┌──

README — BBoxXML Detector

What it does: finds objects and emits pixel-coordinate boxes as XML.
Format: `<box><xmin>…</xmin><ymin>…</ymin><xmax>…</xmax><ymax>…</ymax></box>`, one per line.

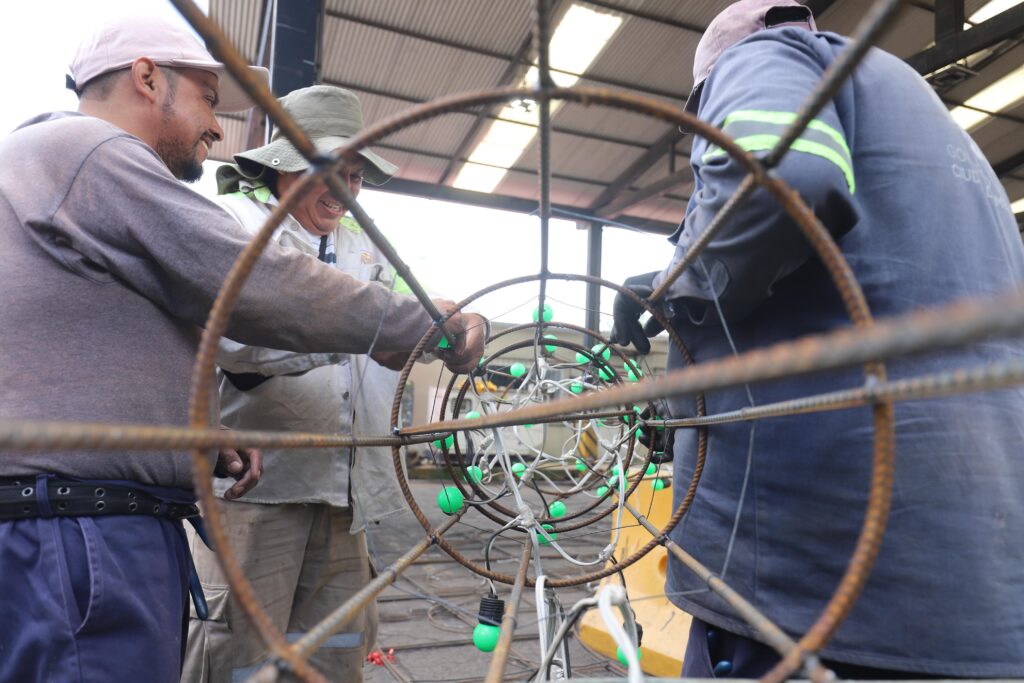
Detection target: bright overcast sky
<box><xmin>0</xmin><ymin>0</ymin><xmax>672</xmax><ymax>329</ymax></box>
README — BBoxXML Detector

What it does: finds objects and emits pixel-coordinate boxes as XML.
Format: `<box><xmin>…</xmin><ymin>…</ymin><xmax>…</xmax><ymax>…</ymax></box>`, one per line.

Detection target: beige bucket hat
<box><xmin>230</xmin><ymin>85</ymin><xmax>398</xmax><ymax>185</ymax></box>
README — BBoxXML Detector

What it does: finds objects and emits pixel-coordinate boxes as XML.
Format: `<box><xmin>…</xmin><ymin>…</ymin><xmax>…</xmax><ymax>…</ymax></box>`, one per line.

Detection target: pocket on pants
<box><xmin>52</xmin><ymin>517</ymin><xmax>102</xmax><ymax>636</ymax></box>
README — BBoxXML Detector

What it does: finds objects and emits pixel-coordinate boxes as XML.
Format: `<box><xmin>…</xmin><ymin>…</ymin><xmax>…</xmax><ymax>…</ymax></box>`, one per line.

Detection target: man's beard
<box><xmin>156</xmin><ymin>94</ymin><xmax>203</xmax><ymax>182</ymax></box>
<box><xmin>156</xmin><ymin>133</ymin><xmax>203</xmax><ymax>182</ymax></box>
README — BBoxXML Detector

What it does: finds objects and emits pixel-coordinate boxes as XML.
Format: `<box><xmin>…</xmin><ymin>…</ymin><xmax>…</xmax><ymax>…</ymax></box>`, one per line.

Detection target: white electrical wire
<box><xmin>597</xmin><ymin>584</ymin><xmax>644</xmax><ymax>683</ymax></box>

└──

**Task requirements:** Render every line of the material above as a JSON list of strings, one string per line, with blank lines skipped and the pictures left out.

**Task answer:**
[
  "README — BBoxXML Detector",
  "What it does: finds objects and emits pixel-coordinate boxes as XML.",
  "Format: `<box><xmin>…</xmin><ymin>…</ymin><xmax>…</xmax><ymax>…</ymax></box>`, one per line.",
  "Detection target: bright overcast sky",
  "<box><xmin>0</xmin><ymin>0</ymin><xmax>672</xmax><ymax>329</ymax></box>",
  "README — BBoxXML Detector",
  "What it does: finds objects and emits pixel-coordinate boxes as XML.",
  "Format: `<box><xmin>…</xmin><ymin>…</ymin><xmax>…</xmax><ymax>…</ymax></box>`, one per line.",
  "Detection target: beige bucket hat",
  "<box><xmin>230</xmin><ymin>85</ymin><xmax>398</xmax><ymax>185</ymax></box>",
  "README — BBoxXML Detector",
  "What it does: finds objects and emits pixel-coordinate boxes as XML.",
  "Format: `<box><xmin>…</xmin><ymin>…</ymin><xmax>…</xmax><ymax>…</ymax></box>`, one per line.",
  "Detection target: pocket on pants",
  "<box><xmin>52</xmin><ymin>517</ymin><xmax>102</xmax><ymax>636</ymax></box>",
  "README — BBoxXML Detector",
  "What it does: finds objects and emits pixel-coordinate boxes as XML.",
  "Format: `<box><xmin>…</xmin><ymin>…</ymin><xmax>…</xmax><ymax>…</ymax></box>`, one per line.",
  "Detection target: man's beard",
  "<box><xmin>156</xmin><ymin>94</ymin><xmax>203</xmax><ymax>182</ymax></box>",
  "<box><xmin>156</xmin><ymin>133</ymin><xmax>203</xmax><ymax>182</ymax></box>",
  "README — BBoxXML Detector",
  "What it does: finds objects and emits pixel-coordinate boxes as XML.",
  "Format: `<box><xmin>…</xmin><ymin>…</ymin><xmax>…</xmax><ymax>…</ymax></box>`, one per line.",
  "Detection target: white electrical wire",
  "<box><xmin>597</xmin><ymin>584</ymin><xmax>644</xmax><ymax>683</ymax></box>"
]